━━━ INPUT DATA

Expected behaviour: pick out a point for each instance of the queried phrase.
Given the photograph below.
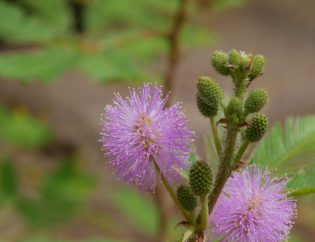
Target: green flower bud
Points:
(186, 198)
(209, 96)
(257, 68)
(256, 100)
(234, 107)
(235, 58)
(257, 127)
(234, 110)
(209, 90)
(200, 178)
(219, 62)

━━━━━━

WORK ITEM: Line by line, write out the material exactly, leaving the images out.

TASK RESULT:
Expected behaviour: pick out a point for each instance of the queried phrase.
Given the photograph below.
Target: green flower bud
Points:
(186, 198)
(209, 96)
(257, 68)
(256, 100)
(234, 107)
(235, 58)
(257, 127)
(234, 110)
(209, 90)
(200, 178)
(219, 62)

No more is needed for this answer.